** start **

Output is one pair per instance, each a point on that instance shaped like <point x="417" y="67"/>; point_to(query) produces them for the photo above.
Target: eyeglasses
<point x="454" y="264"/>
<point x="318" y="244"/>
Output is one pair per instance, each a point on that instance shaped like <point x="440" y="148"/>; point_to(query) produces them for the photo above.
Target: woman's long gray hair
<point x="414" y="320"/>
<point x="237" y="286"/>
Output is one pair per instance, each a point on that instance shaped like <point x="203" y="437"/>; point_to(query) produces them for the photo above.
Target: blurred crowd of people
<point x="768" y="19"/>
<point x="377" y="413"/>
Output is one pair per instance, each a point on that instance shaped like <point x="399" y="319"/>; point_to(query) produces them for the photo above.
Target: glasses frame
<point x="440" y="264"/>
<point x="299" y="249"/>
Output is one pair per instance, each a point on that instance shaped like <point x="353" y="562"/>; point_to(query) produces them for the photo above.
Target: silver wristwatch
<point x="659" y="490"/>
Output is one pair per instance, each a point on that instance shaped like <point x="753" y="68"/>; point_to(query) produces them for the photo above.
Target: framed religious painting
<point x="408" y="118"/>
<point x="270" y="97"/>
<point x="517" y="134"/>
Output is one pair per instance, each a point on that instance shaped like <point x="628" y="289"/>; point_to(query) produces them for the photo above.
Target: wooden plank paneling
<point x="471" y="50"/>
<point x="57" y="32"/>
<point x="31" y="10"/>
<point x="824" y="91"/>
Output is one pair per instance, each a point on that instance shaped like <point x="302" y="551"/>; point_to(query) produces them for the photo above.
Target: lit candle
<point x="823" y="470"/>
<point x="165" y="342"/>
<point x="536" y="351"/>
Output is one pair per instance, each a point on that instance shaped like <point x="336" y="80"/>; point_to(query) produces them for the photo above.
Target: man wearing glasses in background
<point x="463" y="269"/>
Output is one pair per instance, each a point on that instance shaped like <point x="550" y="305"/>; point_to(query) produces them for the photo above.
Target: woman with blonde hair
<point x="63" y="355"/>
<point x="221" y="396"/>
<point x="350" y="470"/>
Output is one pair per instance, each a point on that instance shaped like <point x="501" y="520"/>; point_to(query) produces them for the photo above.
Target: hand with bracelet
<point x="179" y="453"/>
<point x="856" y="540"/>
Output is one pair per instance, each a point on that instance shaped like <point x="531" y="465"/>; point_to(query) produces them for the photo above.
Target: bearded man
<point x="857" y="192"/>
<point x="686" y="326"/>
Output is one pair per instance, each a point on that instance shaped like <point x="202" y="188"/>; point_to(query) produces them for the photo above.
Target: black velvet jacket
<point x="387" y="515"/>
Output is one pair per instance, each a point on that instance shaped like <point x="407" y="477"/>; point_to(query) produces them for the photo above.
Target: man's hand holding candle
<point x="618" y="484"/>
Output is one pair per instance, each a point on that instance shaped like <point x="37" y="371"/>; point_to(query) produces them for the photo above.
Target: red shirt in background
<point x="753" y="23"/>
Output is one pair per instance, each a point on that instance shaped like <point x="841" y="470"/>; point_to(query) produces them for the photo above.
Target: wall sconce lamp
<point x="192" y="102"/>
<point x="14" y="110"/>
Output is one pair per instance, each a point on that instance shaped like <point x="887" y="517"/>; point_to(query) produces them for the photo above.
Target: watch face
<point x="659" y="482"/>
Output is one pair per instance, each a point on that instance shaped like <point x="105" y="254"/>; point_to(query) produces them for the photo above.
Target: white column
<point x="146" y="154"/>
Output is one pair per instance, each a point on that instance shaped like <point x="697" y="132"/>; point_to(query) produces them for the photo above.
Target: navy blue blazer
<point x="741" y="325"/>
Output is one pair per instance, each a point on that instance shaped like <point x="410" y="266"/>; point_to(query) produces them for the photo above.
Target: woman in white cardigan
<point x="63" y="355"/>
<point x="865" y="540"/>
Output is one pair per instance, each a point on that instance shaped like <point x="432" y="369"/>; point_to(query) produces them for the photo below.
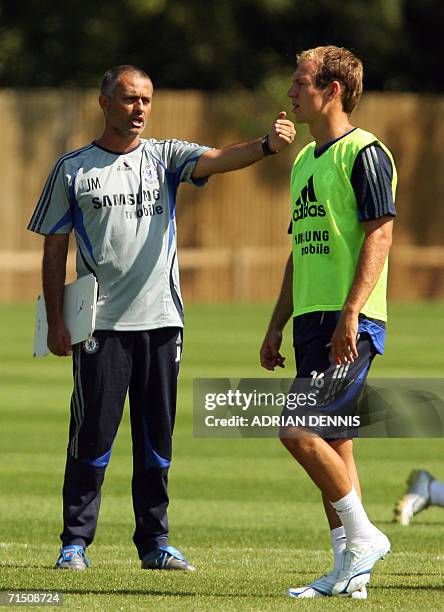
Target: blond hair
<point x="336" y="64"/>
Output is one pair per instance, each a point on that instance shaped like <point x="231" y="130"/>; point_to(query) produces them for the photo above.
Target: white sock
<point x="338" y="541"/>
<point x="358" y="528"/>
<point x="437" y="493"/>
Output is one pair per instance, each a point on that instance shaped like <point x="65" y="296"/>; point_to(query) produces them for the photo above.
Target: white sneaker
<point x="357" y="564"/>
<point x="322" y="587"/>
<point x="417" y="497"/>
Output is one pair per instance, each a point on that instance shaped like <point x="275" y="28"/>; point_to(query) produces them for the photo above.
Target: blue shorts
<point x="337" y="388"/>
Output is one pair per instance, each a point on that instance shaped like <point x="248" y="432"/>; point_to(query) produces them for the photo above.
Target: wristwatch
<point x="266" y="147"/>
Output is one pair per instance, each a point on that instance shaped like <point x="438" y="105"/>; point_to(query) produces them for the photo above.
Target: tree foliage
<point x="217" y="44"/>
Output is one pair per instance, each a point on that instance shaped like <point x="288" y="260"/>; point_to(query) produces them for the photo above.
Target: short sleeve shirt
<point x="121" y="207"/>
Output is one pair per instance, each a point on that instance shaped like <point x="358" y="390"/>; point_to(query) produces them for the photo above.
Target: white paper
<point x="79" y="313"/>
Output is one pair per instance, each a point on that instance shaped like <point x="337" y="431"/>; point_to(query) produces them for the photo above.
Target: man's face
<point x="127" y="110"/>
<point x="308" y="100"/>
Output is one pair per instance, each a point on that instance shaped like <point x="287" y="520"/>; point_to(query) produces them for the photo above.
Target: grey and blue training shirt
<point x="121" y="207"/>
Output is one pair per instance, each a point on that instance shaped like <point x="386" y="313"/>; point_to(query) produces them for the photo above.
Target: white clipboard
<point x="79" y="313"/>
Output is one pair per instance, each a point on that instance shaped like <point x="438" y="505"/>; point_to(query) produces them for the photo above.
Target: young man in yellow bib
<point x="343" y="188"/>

** end **

(EXERCISE INSTRUCTIONS): Leave out the pictures and give the rest of the records again exactly.

(REPLY TO THE EXERCISE):
Output is one pair per instance, each a point on that instance shaped like <point x="417" y="67"/>; point_to(query) produces them for the photo above.
Target: eyeglasses
<point x="454" y="264"/>
<point x="318" y="244"/>
Output is one pair per instance, each a point on that instance shaped like <point x="440" y="148"/>; point_to(query) produces them for the photo above.
Target: woman's long gray hair
<point x="414" y="320"/>
<point x="237" y="286"/>
Output is one pair per instance, each a point on that instance shaped like <point x="203" y="437"/>; point_to(query) produces them for the photo above.
Target: blurred crowd of people
<point x="768" y="19"/>
<point x="377" y="413"/>
Output is one pair per instance, each a point on that instance shaped like <point x="399" y="319"/>; point_to(query) produces them for the photo above.
Target: glasses frame
<point x="440" y="264"/>
<point x="299" y="249"/>
Output is one pair per instance, each a point on that instance shaped like <point x="353" y="562"/>; point_to(query) produces them for the photo above.
Target: silver wristwatch
<point x="659" y="490"/>
Output is one pair per instance, each a point on that instance shaped like <point x="753" y="68"/>; point_to(query) produces them for the photo above.
Target: framed religious painting
<point x="408" y="118"/>
<point x="270" y="97"/>
<point x="517" y="134"/>
Output is one pair per instance, each a point on that instance shaped like <point x="628" y="289"/>; point_to(query) produces them for the photo above.
Target: wooden plank paneling
<point x="471" y="50"/>
<point x="57" y="32"/>
<point x="31" y="10"/>
<point x="824" y="91"/>
Output is one pair per instance, each a point on that instance shaped like <point x="302" y="551"/>; point_to(query) produces them for the photo above.
Target: lit candle
<point x="823" y="470"/>
<point x="165" y="342"/>
<point x="536" y="351"/>
Output is one pair per instance, each a point on that instance shaped like <point x="336" y="80"/>; point_to(query) produces them for the photo above.
Target: man wearing glasses in background
<point x="463" y="269"/>
Output is one pair per instance, each a point on that instance shaped like <point x="550" y="305"/>; point_to(query) produces them for the photo above.
Target: woman with blonde hair
<point x="63" y="355"/>
<point x="221" y="396"/>
<point x="350" y="470"/>
Output is one pair per instance, each a point on that instance shaped like <point x="501" y="520"/>; point_to(query) produces them for the photo above.
Target: hand with bracelet
<point x="179" y="453"/>
<point x="856" y="540"/>
Output is one pair per instance, each a point on that instance shaped like <point x="531" y="465"/>; point_to(query) produces them for the photo above.
Target: bearded man
<point x="857" y="192"/>
<point x="686" y="326"/>
Output is one pair per instance, each a point on that instance shaped like <point x="202" y="188"/>; point_to(query) produces them for the photo above.
Target: black velvet jacket
<point x="387" y="515"/>
Output is one pair per instance, each a point on that instance shaped like <point x="407" y="477"/>; point_to(query) produces them for the photo above.
Target: man's hand holding candle
<point x="618" y="484"/>
Output is one pair per instance, each a point on that instance shaped like <point x="37" y="371"/>; point_to(query) produces them for the photo above.
Target: red shirt in background
<point x="753" y="23"/>
Output is one pair per instance, each a point on that instance shaped like <point x="841" y="470"/>; point_to(query) produces them for the photo above.
Target: wall sconce lamp
<point x="192" y="102"/>
<point x="14" y="110"/>
Output is one pair per instance, each a point on that instance shaped like <point x="887" y="517"/>; point_to(query) produces them for the photo above.
Target: watch face
<point x="659" y="482"/>
Output is one pair per instance, each a point on that instance shaped like <point x="105" y="254"/>; point_to(query) produces them for the photo above.
Target: white column
<point x="146" y="154"/>
Output is one pair per instance, each a point on that instance shaped like <point x="697" y="132"/>; point_to(query) produces them for the photo above.
Target: navy blue blazer
<point x="741" y="325"/>
Output is one pair per instance, each a point on that instance shaped like <point x="410" y="266"/>; point_to(query) produces them for the photo above.
Target: woman in white cardigan
<point x="63" y="355"/>
<point x="865" y="540"/>
Output is one pair per instance, each a point on that instance shaped like <point x="432" y="369"/>; point_to(query) produces them for the photo below.
Target: blond hair
<point x="336" y="64"/>
Output is one pair per instance, each a point on that instance shaped like <point x="231" y="130"/>; point_to(query) produces them for the photo above.
Target: white sock
<point x="338" y="541"/>
<point x="358" y="528"/>
<point x="437" y="493"/>
Output is one pair per instance, each a point on that instance shaped like <point x="65" y="296"/>; point_to(query) produces them for the photo above.
Target: white sneaker
<point x="357" y="564"/>
<point x="322" y="587"/>
<point x="417" y="497"/>
Output is one pair per instance, each a point on that instance shaped like <point x="275" y="28"/>; point_to(query) produces them for the photo above.
Target: blue shorts
<point x="337" y="388"/>
Output is one pair per instance, each a point on that instance shaped like <point x="248" y="432"/>; point_to(query) produces them for the photo above.
Target: wristwatch
<point x="266" y="147"/>
Output is one pair per instance, each a point on that instance shaped like <point x="438" y="105"/>; point_to(query) produces them for the photo above.
Target: tree foliage
<point x="217" y="44"/>
Output is one pair per instance, each a point on that instance shaped like <point x="288" y="260"/>; point_to(query) produces them for the photo above.
Target: short sleeve shirt
<point x="121" y="207"/>
Output is one pair per instance, each a point on that instance shaped like <point x="358" y="390"/>; point_to(query) produces them for the photo above.
Target: white paper
<point x="79" y="313"/>
Output is one pair per instance, each a point on that instance shaped like <point x="337" y="431"/>; point_to(query) produces them for the photo above.
Target: man's face
<point x="127" y="110"/>
<point x="308" y="100"/>
Output is one pair per instance, each a point on that instance shaped like <point x="287" y="520"/>; point_to(query) produces them for the photo above.
Target: grey and blue training shirt
<point x="121" y="207"/>
Output is one pair per instance, each a point on that instance shaped like <point x="386" y="313"/>; point_to(query) produces them for the photo above.
Target: white clipboard
<point x="79" y="313"/>
Output is one pair per instance, each a point on that instance shaped like <point x="438" y="505"/>; point_to(query) produces them for the photo above.
Target: young man in yellow bib
<point x="343" y="188"/>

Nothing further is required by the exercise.